Given text:
- - -

In Montenegro and in the increasingly troubled EU, concern continues over the massive loan and the unfinished road. “To repay the loan,” says the World Highways website, “there has been concern by financial analysts and western politicians that China, by way of its state-run lender Export-Import Bank of China, will seek to control a country’s strategic natural resources as payment for defaulting on contracts.”
There would seem to be mineral resources that China – or any country – would like to lay hands on, too, like the Brskovo mine in Montenegro, which has the potential to be one of the largest and lowest cost open cast mines for zinc, lead, copper, and silver in Europe. A default by Montenegro on a loan repayment, then, could prove very expensive indeed.
LET’S ALL LEARN MANDARIN
Every four years, the Office of National Intelligence publishes a paper called Global Trends, predicting the challenges and risk of the next twenty years. It’s intended to help the newly elected President and his team to plan ahead and to try and ensure the United States is prepared for whatever the world may throw at it. In its latest edition, released in March 2021, it says: “The rivalry between the United States and China is likely to set the broad parameters for the geopolitical environment during the coming decades, forcing starker choices on other actors. States will leverage these diverse sources of power to jockey over global norms, rules, and institutions, with regional powers and nonstate actors exerting more influence within individual regions and leading on issues left unattended by the major powers. The increased competition over international rules and norms, together with untested technological military advancements, is likely to undermine global multilateralism, broaden the mismatch between transnational challenges and institutional arrangements to tackle them, and increase the risk of conflict.”

- - -

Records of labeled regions
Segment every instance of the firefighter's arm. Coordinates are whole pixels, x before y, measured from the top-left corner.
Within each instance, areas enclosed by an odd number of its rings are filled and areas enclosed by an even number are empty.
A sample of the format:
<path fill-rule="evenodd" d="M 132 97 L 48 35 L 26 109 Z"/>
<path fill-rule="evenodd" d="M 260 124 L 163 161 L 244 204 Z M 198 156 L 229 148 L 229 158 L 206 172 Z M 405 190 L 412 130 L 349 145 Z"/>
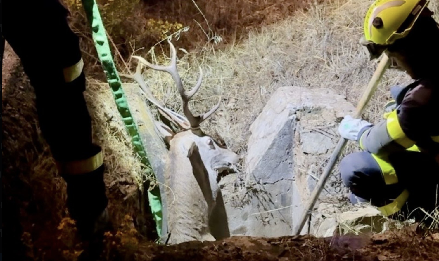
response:
<path fill-rule="evenodd" d="M 428 129 L 428 102 L 424 93 L 410 95 L 378 124 L 363 128 L 358 141 L 363 150 L 371 153 L 386 154 L 407 150 L 413 146 Z"/>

- - -

Written problem: Print the full text about Montenegro's loan and the rivalry between the United States and China word for word. This data is separate material, apart from the text.

Exercise output:
In Montenegro and in the increasingly troubled EU, concern continues over the massive loan and the unfinished road. “To repay the loan,” says the World Highways website, “there has been concern by financial analysts and western politicians that China, by way of its state-run lender Export-Import Bank of China, will seek to control a country’s strategic natural resources as payment for defaulting on contracts.”
There would seem to be mineral resources that China – or any country – would like to lay hands on, too, like the Brskovo mine in Montenegro, which has the potential to be one of the largest and lowest cost open cast mines for zinc, lead, copper, and silver in Europe. A default by Montenegro on a loan repayment, then, could prove very expensive indeed.
LET’S ALL LEARN MANDARIN
Every four years, the Office of National Intelligence publishes a paper called Global Trends, predicting the challenges and risk of the next twenty years. It’s intended to help the newly elected President and his team to plan ahead and to try and ensure the United States is prepared for whatever the world may throw at it. In its latest edition, released in March 2021, it says: “The rivalry between the United States and China is likely to set the broad parameters for the geopolitical environment during the coming decades, forcing starker choices on other actors. States will leverage these diverse sources of power to jockey over global norms, rules, and institutions, with regional powers and nonstate actors exerting more influence within individual regions and leading on issues left unattended by the major powers. The increased competition over international rules and norms, together with untested technological military advancements, is likely to undermine global multilateralism, broaden the mismatch between transnational challenges and institutional arrangements to tackle them, and increase the risk of conflict.”